On the pre-accessible sites, SMARCA4 depletion decreased accessibility independently of DHT, whereas at the de novo sites, the decrease was significant only with DHT. The latter result suggests that the SMARCA4 recruited by the AR increases chromatin accessibility, potentially assisting recruitment of other factors to these sites. This notion was supported by motif analyses (Fig. 3d, Supplementary Table 2). As the binding of especially FOXA1 is androgen-induced at siSMARCA4-affected sites (Fig. 3e), the AR-induced recruitment of SMARCA4 could contribute to the androgen-induced binding of FOXA1 [30]. These results indicate that the SMARCA4 has both AR-dependent and -independent roles in the regulation of chromatin landscape in CRPC cells.
SMARCA4 modulates the expression of AR target genes involved in extracellular matrix organization and cell adhesion
We next studied the genome-wide effects of SMARCA4 depletion on gene expression in VCaP cells with and without DHT using RNA-seq. Principal component analysis (PCA) showed only small differences upon SMARCA4 depletion, but the effect of DHT remained (Supplementary Fig. S7a). SMARCA4 depletion altered the expression of 1646 genes. As analyzed by Metascape [31], genes that enriched in ribosome biogenesis and translation were the top pathways downregulated by siSMARCA4 with vehicle and DHT, respectively. Mitophagy was in turn the top pathway upregulated by siSMARCA4 with vehicle, whereas the genes upregulated by siSMARCA4 with DHT did not significantly enrich in Metascape analysis (Supplementary Fig. S7b, c). We next focused on androgen-regulated transcriptome; SMARCA4 depletion brought 1117 new genes under androgen regulation, while 480 genes lost their androgen regulation. The majority (~70%) of genes in the latter group were androgen (A) downregulated genes, whereas within the former group, the amount of both upregulated and downregulated genes increased approximately equally (Fig. 4a, Supplementary Fig. S7d). siSMARCA4 resulted in 931 differentially expressed genes (DEGs) compared to siCTRL with DHT, of which 363 genes were significantly androgen-regulated (Fig. 4b, c, Supplementary Fig. S7e). Notably, the expression of 68% of the DEGs that are not regulated by androgen decreased upon SMARCA4 depletion (Supplementary Fig. S7e), clearly indicating that the regulatory role of SMARCA4 in CRPC cells is not restricted to androgen-regulated genes.
****************************************
» **Requirement A**
Copy the excerpted text between "On the pre-accessible" and "in CRPC cells.", inclusive, renaming "FOXA1" to "FOXA2" throughout.
» **Requirement B**
According to the excerpted text, how many genes had their expression altered by SMARCA4 depletion?
None of the entries have anything to do with this work.

» **Data extract**
****************************************
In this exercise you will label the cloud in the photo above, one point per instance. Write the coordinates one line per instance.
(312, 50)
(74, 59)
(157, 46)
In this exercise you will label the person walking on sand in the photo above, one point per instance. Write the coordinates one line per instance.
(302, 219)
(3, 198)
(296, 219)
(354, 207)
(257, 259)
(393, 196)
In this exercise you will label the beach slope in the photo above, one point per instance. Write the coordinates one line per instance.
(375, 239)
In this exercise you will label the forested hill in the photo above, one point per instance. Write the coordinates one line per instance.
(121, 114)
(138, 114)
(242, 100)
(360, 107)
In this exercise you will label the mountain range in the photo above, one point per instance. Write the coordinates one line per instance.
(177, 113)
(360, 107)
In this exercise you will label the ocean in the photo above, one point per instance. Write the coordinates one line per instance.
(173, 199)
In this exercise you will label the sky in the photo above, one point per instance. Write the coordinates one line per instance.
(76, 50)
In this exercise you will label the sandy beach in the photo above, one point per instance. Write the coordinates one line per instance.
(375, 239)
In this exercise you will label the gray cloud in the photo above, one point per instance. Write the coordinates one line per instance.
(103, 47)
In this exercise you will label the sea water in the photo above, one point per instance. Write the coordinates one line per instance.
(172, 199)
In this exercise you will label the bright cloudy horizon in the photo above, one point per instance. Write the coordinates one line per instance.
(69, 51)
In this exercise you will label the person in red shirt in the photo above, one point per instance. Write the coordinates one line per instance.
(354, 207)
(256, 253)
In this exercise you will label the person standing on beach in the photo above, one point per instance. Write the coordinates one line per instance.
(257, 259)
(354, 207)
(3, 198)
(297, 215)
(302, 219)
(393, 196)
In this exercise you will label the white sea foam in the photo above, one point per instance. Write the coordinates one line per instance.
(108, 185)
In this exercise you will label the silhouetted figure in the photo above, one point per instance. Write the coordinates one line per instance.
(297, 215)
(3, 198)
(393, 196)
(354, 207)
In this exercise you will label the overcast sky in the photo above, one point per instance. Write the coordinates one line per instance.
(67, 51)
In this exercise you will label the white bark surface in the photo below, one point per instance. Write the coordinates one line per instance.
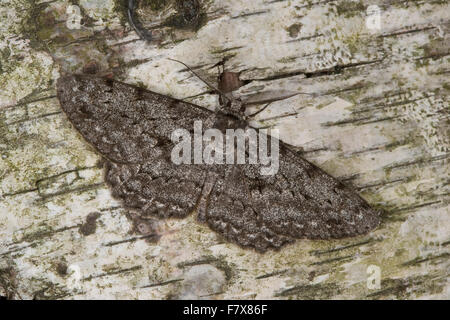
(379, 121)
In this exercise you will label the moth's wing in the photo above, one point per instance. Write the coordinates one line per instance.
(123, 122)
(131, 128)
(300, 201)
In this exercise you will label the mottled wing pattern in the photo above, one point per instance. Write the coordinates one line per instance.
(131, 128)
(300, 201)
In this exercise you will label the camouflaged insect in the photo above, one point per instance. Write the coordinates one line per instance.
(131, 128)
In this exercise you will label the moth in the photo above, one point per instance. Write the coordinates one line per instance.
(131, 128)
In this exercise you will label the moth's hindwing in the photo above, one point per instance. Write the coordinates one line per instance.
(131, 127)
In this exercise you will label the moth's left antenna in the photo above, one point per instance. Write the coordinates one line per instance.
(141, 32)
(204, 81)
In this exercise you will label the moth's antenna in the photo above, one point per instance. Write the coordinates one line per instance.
****************************************
» **Written solution A**
On the pre-accessible sites, SMARCA4 depletion decreased accessibility independently of DHT, whereas at the de novo sites, the decrease was significant only with DHT. The latter result suggests that the SMARCA4 recruited by the AR increases chromatin accessibility, potentially assisting recruitment of other factors to these sites. This notion was supported by motif analyses (Fig. 3d, Supplementary Table 2). As the binding of especially FOXA2 is androgen-induced at siSMARCA4-affected sites (Fig. 3e), the AR-induced recruitment of SMARCA4 could contribute to the androgen-induced binding of FOXA2 [30]. These results indicate that the SMARCA4 has both AR-dependent and -independent roles in the regulation of chromatin landscape in CRPC cells.

» **Written solution B**
1646 genes.